▸ **Required work**: Reproduce every item below word for word, omitting the pictures.

_ _ _ _ _

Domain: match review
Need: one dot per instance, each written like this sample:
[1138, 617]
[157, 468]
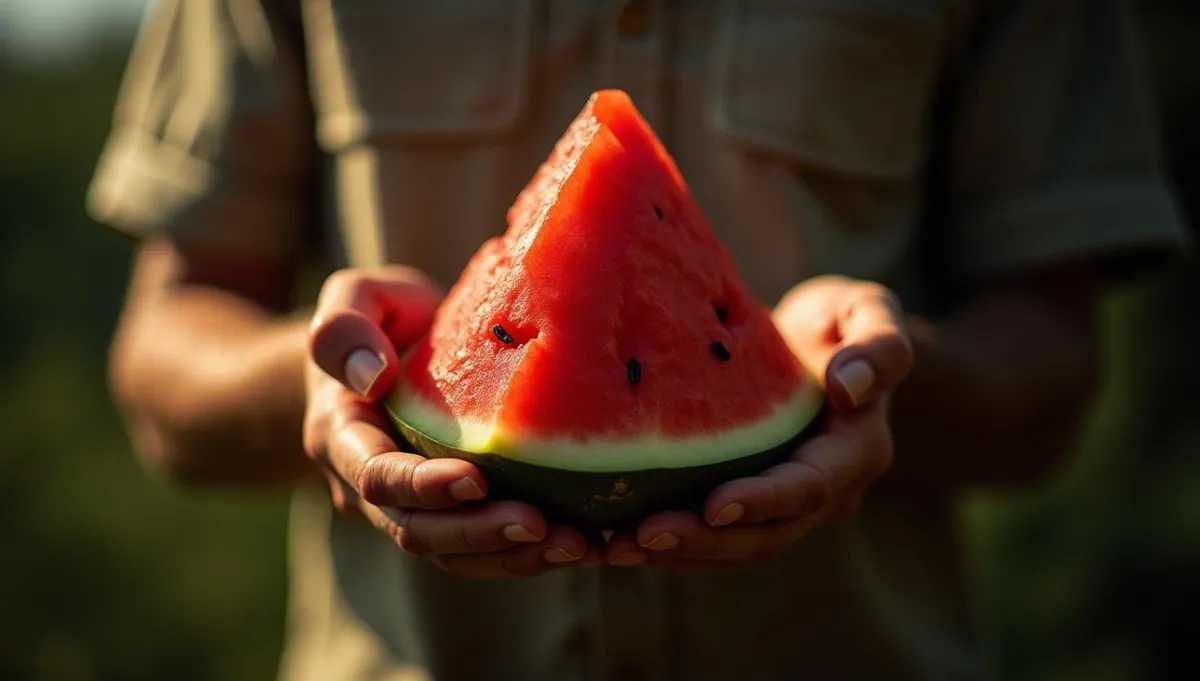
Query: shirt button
[633, 20]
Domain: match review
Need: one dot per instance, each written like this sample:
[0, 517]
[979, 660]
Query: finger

_ _ _ _ _

▸ **Answer to this exercise**:
Domain: match review
Need: one dot per instance, each written like this sample:
[1138, 617]
[157, 468]
Query: shirt button
[633, 20]
Domain: match review
Need: one dot per instance, each written like this sample:
[0, 517]
[979, 660]
Query: finger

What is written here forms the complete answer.